== Work to do ==
1 – In the passage about a prime minister's year-end self-assessment report, which of the five areas would be taken up first?
2 – Extend the passage about a prime minister's year-end self-assessment report, picking up after its final sentence.

-- Passage to read start --

If I were Prime Minister and if I were to write my year-end, self-assessment report (SAR), what would I do? I would structure SAR around several indicators of performance in five areas.
These are 1) Foreign Affairs, 2) Governance including supervision and monitoring of Council of Ministers, policy formulation and pursuit of institutional approach; 3) Cooperative Federalism; 4) public outreach both via social media including Mann Ki Baat and ground-zero interface with stakeholders such as victims of social atrocities and agrarian crisis; and 5) My conduct as a parliamentarian including as the Leader of the Lok Sabha. 
As a conscientious karm yogi with grounding at Rashtriya Swayamsevak Sangh (RSS), I would take up first the last indicator – the toughest one on which not much has been said and written in depth.
Rahul Gandhi’s barb –‘PM Modi does not have the guts to face the House (Lok Sabha)’ haunts me most as it got prominent coverage in media in August 2015.

-- Passage to read end --
-- Recorded information start --

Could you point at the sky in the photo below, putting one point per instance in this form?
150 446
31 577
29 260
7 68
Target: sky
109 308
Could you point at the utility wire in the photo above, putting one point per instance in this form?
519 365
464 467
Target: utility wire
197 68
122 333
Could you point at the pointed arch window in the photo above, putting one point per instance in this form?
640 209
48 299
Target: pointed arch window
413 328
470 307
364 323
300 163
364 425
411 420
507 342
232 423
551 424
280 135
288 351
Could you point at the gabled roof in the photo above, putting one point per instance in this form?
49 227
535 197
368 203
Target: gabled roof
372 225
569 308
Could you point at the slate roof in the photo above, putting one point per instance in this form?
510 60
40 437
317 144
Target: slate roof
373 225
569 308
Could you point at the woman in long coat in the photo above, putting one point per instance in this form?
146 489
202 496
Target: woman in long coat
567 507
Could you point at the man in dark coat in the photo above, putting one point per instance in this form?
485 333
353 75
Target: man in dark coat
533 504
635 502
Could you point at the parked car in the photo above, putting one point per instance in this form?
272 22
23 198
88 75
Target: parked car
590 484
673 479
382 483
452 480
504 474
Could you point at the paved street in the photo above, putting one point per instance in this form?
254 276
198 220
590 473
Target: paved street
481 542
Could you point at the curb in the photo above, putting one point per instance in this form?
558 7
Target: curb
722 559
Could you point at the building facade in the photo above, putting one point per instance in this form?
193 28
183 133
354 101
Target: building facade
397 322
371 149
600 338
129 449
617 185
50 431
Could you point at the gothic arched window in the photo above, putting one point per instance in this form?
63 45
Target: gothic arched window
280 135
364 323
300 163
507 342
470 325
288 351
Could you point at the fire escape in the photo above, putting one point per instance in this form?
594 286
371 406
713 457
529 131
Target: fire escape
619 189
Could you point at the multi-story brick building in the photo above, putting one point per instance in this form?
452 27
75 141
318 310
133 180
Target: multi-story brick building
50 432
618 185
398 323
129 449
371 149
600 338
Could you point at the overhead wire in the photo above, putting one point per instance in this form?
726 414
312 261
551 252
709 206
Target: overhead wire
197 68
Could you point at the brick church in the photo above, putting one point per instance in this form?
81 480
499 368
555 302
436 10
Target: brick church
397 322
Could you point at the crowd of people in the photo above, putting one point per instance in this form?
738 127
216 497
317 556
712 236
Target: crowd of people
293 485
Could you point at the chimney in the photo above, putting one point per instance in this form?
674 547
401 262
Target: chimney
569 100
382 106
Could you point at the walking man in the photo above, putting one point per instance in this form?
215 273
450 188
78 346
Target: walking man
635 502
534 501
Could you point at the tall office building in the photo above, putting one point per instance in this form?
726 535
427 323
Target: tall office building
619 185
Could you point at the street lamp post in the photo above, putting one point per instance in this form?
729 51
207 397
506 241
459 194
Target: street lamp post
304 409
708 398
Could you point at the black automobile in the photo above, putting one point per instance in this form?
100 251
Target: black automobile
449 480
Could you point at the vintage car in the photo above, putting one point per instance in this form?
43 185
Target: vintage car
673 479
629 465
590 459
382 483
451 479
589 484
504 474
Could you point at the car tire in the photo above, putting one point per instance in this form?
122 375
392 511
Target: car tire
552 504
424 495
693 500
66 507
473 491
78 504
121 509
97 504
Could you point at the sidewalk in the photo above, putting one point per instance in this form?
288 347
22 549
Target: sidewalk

-- Recorded information end --

== Results for each task ==
1 – Conduct as a parliamentarian, including as the Leader of the Lok Sabha.

2 –
Trinamool Congress MP Derek OBrien's jibe ‘please grant a visa to the Prime Minister of India to come to the Rajya Sabha’ rankles in mind even after one year. Other notable MPs’ taunts at my sparse attendance in Parliament are also unforgettable.
I sense people have noticed the contrast in my facial expressions under two different situations - when I sit in Lok Sabha  and when I am travelling abroad to restore Indian pride, attract foreign investment and advance our strategic interests.  
Before any critic says that my contrite expression at Lok Sabha seat is similar to that of a reluctant school boy forced to sit in a classroom, I must rush to Parliament library to retain my claim as the country’s Pradhan Sevak (prime servant). Library is the best place to reflect and to compare my conduct in Parliament with that of my predecessors.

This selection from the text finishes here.